[Selected passage — start]

# What foods for a meal plan?



## TheGame46 (Sep 11, 2006)

Looking for a little help from everyone.  
I need a list of foods that you all eat or like to eat that if you had to write yourself a meal plan you would include.  If you know the nutritional facts of GI that’s awesome but if not its ok I’ll find it.  

So you guys tell me what food exactly you would like to have on a meal plan.

Thanks.
Game


----------



## max lift (Sep 11, 2006)

here is my diet (or should be I have been straying as of late)

6:00 - protein shake (one scoop chocolate one scoop vanilla)

6:30 workout

7:45 shake 

8:00 breakfast - if I have time Bacon eggs toast or if I am in a rush oatmeal

10:00 fruit and veggies (usually a banana and carrots)

12:00 lunch - veggies chicken breast or steak and veggies or sushi 

3:00 fruit and veggies as well as a chicken breast

6:00 dinner  usually beef or pork or chicken with potatoes or rice or pasta and yes again moor veggies 

8:00 shake


its probably good that I wrote this out as a reminder on how I should be eating,


----------



## skullsmasher (Nov 4, 2006)

I live off this:

Sweet potatoe/Oats/Brown Rice/Lean Ground Beef/Chicken/Eggs/Cottage cheese/Steak/Natural PB/Milk/Fat free cheese/Whole wheat bread/Veggie blend/Broccoli/water


----------



## shaneclerk (Mar 28, 2011)

Lots of energy and an extremely healing diet. Skin looked great, lost weight and ate alot but didn't want to eat too much.The only food item that I had heard about to decrease anxiety is using fresh ginger root.That first shower is so amazing and really makes you feel wonderful and relaxed.I am glad you enjoyed it.


----------



## learner (Apr 4, 2011)

1. 5 whole eggs + 15 egg whites milk shake(250 ml)

2. 2 scoops of whey + 5 whole eggs shake

3. 200 grams of chicken grinded + 5 whole eggs omellete

4. Chicken kababs of 1000 gram of chicken+60ml extra VIRGIN OLIVE OIL eaten at the @ 6 pieces/meal

HAVE THIS TWICE A DAY.............THEN START ADDING PROTEIN SHAKES


----------



## ASHOP (Apr 6, 2011)

TheGame46 said:


> Looking for a little help from everyone.
> I need a list of foods that you all eat or like to eat that if you had to write yourself a meal plan you would include.  If you know the nutritional facts of GI that’s awesome but if not its ok I’ll find it.
> 
> So you guys tell me what food exactly you would like to have on a meal plan.
> ...



Some of the basics: chicken, beef, fish, oatmeal, rice, whey isolate. I base my meals on those. I eat pretty plain really but my diet is very clean.


----------

[Selected passage — finish]
[Listed entries — start]

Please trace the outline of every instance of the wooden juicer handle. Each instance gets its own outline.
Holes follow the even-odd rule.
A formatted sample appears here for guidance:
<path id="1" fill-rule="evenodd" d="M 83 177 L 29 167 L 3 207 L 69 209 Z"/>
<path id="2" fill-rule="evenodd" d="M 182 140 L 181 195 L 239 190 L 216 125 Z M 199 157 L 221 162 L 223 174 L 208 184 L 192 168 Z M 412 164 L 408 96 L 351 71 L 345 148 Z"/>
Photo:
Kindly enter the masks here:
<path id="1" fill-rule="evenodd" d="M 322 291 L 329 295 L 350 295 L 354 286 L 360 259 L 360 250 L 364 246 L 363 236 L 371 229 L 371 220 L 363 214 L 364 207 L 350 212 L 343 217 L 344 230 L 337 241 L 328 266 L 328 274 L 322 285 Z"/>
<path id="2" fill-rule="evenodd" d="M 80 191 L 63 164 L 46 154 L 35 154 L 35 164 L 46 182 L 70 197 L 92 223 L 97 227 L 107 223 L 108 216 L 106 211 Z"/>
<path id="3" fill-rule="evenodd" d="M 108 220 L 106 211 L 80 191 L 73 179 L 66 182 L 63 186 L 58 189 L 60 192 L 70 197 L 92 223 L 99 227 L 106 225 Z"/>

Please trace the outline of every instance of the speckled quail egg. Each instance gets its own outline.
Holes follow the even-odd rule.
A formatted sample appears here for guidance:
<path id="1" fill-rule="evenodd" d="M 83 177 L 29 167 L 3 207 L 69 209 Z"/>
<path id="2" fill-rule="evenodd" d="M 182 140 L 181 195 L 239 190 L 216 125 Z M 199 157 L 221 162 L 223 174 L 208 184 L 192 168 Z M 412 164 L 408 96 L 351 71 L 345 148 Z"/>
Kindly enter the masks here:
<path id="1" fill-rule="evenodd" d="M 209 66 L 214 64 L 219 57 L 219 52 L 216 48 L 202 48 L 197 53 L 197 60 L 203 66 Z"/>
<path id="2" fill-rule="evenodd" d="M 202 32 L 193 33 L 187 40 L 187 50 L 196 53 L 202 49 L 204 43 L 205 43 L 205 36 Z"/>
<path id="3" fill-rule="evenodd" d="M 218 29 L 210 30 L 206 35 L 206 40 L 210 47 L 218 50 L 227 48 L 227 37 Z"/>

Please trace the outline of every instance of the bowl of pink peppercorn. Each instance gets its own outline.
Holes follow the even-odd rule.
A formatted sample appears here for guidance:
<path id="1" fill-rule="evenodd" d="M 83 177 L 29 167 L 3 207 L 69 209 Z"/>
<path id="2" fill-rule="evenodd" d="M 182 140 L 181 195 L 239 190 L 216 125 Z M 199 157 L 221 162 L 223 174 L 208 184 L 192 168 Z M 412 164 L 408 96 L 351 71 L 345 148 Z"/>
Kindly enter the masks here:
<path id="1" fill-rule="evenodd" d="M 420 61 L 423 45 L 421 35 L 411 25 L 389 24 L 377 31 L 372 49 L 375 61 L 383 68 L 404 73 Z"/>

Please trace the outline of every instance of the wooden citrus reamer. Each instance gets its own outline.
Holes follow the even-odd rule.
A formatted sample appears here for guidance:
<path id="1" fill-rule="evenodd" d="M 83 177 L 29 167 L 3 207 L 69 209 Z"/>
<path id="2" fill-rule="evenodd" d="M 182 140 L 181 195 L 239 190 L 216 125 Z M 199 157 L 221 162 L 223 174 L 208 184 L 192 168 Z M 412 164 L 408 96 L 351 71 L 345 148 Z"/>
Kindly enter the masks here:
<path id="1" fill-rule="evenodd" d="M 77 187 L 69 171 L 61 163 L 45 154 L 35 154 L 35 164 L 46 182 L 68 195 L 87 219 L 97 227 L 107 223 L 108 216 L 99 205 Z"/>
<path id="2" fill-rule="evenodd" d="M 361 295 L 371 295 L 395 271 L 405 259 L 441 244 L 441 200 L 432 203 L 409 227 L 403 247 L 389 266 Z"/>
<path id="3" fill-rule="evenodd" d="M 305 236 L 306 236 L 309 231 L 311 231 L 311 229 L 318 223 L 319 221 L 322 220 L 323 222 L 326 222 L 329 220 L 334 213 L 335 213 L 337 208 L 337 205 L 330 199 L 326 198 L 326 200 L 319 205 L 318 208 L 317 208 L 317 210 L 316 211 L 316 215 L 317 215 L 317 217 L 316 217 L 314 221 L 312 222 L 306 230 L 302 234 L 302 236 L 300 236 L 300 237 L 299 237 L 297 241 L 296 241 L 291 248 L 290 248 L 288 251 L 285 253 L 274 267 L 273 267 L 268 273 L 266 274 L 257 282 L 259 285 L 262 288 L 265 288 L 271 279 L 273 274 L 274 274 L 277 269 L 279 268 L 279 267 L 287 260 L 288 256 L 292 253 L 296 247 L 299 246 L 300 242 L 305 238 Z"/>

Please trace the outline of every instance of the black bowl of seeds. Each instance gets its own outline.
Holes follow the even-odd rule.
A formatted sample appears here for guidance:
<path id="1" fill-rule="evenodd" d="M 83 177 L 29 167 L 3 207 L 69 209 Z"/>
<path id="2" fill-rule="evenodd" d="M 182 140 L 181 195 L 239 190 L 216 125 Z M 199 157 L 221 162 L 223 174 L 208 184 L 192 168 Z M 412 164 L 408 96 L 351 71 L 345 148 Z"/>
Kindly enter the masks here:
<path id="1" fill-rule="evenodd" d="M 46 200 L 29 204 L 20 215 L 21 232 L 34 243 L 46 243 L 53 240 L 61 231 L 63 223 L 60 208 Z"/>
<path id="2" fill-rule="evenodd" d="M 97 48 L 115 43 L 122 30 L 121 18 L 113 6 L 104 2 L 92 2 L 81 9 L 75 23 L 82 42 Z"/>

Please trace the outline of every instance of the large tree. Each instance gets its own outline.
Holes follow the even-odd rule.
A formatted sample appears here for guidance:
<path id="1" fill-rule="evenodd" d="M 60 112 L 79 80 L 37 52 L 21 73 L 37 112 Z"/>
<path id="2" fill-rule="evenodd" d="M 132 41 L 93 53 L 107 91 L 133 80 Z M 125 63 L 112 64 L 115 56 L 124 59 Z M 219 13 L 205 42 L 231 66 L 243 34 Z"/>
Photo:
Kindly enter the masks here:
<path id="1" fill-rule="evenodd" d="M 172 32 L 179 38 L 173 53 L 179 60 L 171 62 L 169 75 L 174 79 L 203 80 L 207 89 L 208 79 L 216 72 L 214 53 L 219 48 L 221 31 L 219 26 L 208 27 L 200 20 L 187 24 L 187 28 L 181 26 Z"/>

[Listed entries — finish]
[Listed entries — start]

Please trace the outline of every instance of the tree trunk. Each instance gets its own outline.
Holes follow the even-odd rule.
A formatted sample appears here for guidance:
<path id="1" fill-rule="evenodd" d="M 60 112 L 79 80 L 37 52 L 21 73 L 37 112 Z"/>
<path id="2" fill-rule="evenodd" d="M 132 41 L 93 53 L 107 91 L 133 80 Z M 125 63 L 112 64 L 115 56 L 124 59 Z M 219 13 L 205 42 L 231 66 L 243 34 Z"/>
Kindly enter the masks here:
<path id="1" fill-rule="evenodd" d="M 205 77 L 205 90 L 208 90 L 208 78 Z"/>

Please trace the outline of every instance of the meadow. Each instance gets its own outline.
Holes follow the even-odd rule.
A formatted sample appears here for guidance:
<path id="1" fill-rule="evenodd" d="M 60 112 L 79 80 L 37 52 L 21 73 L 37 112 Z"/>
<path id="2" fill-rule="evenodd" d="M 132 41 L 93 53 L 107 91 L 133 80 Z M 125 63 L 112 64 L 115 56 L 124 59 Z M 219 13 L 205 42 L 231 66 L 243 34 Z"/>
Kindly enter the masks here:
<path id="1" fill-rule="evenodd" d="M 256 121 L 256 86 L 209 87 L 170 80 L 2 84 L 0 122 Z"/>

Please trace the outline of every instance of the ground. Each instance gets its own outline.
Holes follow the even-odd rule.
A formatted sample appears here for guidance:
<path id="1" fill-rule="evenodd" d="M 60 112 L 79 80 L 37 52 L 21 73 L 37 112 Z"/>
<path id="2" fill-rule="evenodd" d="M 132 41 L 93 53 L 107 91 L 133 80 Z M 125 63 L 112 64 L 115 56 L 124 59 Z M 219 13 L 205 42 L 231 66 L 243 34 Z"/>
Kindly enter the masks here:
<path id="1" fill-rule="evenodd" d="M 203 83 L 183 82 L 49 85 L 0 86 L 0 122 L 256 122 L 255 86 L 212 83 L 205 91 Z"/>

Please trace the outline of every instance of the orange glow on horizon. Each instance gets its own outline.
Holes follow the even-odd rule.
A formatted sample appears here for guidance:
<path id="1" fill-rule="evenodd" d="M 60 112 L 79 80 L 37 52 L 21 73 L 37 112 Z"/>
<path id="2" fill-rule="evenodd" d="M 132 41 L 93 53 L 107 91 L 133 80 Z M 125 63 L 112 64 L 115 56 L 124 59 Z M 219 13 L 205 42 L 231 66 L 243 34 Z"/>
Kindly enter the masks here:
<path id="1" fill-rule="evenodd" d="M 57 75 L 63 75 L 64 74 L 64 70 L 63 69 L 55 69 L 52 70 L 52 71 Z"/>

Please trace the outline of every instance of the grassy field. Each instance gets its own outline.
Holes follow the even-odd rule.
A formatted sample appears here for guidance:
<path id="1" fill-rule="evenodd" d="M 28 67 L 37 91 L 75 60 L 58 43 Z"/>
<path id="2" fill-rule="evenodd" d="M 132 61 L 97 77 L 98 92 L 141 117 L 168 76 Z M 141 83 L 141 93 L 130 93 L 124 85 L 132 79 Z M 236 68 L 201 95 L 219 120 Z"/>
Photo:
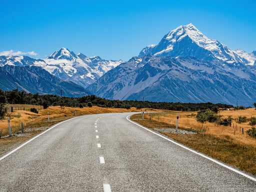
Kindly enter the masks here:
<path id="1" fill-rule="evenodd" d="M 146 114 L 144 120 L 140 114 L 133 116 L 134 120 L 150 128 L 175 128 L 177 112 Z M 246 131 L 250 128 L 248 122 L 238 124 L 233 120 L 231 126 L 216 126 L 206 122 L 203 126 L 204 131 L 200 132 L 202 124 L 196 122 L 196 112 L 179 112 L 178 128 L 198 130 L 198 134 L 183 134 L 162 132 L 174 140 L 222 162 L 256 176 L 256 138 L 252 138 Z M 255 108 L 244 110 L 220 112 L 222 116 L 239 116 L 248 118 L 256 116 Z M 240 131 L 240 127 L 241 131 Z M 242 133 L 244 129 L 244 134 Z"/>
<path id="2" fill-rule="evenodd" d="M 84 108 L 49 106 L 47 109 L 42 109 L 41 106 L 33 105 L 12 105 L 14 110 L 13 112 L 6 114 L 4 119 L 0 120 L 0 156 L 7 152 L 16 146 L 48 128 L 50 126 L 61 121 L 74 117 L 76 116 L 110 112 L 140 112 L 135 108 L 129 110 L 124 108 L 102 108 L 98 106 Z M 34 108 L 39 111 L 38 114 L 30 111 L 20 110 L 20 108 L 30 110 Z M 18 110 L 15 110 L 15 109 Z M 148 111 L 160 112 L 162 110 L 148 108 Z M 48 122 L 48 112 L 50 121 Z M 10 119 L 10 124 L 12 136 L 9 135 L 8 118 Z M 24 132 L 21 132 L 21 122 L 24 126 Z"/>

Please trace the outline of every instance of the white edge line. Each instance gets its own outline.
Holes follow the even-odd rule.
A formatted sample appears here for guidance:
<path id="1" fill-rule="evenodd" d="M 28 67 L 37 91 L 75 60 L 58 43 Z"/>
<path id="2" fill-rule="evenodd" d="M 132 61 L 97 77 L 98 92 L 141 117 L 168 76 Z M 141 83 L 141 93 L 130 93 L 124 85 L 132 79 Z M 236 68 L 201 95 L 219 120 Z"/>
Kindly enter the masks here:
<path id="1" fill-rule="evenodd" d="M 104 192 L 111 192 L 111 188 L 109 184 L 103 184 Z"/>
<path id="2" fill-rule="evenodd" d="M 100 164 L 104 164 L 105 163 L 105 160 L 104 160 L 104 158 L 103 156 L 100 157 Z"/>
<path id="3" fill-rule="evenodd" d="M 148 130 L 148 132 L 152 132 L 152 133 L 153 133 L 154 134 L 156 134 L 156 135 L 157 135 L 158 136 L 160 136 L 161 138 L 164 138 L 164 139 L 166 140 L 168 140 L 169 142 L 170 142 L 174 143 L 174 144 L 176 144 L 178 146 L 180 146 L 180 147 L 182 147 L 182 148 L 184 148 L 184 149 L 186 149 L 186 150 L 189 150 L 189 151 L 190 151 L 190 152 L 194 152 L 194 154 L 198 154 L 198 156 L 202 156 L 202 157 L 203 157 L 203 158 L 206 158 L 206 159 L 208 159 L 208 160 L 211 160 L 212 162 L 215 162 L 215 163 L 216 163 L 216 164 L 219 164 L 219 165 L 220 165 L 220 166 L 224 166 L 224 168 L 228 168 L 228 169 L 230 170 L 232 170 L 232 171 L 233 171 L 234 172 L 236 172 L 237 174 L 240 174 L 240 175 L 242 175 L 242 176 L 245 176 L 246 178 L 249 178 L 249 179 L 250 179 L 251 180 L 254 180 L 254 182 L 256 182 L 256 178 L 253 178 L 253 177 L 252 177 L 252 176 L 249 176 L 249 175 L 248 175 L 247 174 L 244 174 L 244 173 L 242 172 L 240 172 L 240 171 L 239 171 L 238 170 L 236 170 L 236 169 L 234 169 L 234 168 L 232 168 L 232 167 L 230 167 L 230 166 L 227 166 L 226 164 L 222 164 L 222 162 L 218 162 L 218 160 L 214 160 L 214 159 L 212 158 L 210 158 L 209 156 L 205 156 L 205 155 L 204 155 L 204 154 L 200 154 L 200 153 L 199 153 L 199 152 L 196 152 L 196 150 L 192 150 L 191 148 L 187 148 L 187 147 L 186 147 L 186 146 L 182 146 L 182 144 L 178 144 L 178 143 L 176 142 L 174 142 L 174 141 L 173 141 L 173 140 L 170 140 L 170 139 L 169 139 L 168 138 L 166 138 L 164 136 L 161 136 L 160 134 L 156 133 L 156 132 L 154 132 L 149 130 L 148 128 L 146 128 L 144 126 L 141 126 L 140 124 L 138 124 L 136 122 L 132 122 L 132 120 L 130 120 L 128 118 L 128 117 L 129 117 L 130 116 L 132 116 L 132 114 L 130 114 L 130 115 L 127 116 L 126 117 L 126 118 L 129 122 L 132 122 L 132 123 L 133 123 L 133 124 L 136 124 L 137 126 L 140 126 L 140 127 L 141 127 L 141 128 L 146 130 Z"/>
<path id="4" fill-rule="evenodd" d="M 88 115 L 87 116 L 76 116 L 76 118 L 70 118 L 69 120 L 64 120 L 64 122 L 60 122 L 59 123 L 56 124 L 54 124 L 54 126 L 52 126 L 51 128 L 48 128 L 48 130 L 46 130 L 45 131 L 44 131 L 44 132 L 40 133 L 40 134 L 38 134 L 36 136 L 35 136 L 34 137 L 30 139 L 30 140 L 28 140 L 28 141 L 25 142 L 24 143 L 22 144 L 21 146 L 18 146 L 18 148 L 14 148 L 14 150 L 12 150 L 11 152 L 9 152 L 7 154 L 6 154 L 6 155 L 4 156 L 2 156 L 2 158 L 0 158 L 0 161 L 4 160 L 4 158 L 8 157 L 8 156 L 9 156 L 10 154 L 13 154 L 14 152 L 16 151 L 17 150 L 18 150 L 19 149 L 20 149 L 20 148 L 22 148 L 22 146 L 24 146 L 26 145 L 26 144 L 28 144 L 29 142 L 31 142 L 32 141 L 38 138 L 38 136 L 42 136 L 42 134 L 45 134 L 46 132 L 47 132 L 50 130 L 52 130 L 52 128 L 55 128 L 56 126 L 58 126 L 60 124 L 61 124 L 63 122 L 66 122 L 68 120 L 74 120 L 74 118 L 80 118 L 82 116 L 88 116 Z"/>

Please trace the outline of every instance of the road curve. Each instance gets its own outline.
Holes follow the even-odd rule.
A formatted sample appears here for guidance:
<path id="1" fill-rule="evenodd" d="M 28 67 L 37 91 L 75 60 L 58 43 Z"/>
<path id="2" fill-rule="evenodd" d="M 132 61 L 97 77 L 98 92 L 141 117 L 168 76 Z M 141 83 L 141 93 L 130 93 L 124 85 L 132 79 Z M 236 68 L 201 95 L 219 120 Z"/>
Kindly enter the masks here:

[Listed entries — finish]
[Listed entries — start]

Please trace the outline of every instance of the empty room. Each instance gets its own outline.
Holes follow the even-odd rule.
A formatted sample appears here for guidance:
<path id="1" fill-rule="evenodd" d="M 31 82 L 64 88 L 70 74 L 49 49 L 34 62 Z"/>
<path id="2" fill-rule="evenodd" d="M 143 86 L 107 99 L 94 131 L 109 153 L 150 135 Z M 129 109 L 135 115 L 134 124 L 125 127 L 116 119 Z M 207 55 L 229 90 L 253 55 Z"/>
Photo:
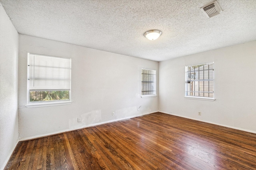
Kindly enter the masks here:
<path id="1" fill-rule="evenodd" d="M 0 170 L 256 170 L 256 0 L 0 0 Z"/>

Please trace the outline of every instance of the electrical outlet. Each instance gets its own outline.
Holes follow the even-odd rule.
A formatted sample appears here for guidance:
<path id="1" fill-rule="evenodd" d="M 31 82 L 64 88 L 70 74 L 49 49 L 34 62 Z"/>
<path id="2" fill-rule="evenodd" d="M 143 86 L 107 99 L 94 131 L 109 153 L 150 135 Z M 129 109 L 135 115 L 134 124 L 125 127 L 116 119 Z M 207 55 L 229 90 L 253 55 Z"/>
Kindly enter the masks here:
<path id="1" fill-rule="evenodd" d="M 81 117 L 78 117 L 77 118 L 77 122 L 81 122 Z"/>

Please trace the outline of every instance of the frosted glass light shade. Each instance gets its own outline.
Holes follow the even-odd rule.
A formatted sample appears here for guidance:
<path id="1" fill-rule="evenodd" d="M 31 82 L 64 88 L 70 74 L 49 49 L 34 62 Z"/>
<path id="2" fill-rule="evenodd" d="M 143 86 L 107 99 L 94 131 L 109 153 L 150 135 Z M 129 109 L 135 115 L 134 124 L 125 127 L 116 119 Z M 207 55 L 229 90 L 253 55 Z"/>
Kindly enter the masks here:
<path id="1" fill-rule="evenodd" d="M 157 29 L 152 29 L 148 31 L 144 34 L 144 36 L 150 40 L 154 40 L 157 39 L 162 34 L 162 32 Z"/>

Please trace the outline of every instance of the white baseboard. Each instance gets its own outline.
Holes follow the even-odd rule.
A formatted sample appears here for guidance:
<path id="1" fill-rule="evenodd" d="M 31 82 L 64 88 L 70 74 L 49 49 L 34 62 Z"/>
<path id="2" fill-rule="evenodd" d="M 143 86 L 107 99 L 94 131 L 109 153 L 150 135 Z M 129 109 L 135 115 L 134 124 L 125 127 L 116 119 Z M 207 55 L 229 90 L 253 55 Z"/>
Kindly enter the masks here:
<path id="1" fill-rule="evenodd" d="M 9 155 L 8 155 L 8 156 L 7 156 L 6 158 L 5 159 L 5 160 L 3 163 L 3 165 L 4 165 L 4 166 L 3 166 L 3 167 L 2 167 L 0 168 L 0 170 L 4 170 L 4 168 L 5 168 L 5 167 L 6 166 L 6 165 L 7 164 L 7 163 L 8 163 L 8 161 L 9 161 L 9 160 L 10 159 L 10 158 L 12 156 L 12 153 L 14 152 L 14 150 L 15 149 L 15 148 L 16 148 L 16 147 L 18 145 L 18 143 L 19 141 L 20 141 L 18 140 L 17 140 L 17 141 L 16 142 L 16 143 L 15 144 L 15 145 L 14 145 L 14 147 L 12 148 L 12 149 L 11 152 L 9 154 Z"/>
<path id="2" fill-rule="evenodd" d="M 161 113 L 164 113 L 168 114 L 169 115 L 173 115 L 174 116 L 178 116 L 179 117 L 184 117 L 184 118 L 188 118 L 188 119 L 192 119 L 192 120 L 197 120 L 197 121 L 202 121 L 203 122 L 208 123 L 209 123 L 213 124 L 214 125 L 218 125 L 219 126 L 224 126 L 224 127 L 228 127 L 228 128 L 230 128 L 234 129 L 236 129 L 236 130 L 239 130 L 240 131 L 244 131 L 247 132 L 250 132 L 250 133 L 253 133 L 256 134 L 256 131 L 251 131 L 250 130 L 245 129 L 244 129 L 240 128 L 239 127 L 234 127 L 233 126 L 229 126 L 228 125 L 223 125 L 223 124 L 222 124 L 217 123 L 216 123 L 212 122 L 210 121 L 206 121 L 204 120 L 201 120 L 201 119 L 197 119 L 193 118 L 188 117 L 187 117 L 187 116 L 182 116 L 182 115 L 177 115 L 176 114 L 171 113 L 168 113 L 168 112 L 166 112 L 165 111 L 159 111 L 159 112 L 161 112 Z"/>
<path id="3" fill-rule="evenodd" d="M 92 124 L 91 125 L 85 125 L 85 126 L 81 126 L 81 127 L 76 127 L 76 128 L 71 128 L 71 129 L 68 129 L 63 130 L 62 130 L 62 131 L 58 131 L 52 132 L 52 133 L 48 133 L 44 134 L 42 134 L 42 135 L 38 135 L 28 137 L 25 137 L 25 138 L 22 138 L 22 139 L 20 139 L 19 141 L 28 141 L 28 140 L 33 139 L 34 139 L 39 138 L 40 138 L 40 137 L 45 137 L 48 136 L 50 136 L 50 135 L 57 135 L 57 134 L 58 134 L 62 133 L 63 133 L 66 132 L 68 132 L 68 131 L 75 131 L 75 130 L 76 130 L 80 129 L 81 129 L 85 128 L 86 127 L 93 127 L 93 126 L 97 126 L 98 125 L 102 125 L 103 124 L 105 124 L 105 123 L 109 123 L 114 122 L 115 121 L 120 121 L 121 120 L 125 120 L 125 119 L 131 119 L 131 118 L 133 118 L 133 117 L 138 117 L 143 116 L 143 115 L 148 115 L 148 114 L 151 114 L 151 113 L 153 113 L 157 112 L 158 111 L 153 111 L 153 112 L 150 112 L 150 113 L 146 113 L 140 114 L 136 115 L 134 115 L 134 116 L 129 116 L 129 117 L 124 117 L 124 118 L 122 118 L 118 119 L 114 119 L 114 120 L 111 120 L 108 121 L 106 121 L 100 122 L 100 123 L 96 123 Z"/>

[Listed entries — finish]

- _What this exercise asks_
- 1) In the meal-plan thread, take the passage starting with "Lots of energy" and going on through "(Apr 4, 2011)", and rewrite it with "fresh ginger root" swapped for "peppermint tea".
- 2) According to the meal-plan thread, what does max lift eat for breakfast when in a rush?

- _Numbered answers_
- 1)
Lots of energy and an extremely healing diet. Skin looked great, lost weight and ate alot but didn't want to eat too much.The only food item that I had heard about to decrease anxiety is using peppermint tea.That first shower is so amazing and really makes you feel wonderful and relaxed.I am glad you enjoyed it.


----------



## learner (Apr 4, 2011)

- 2) Oatmeal.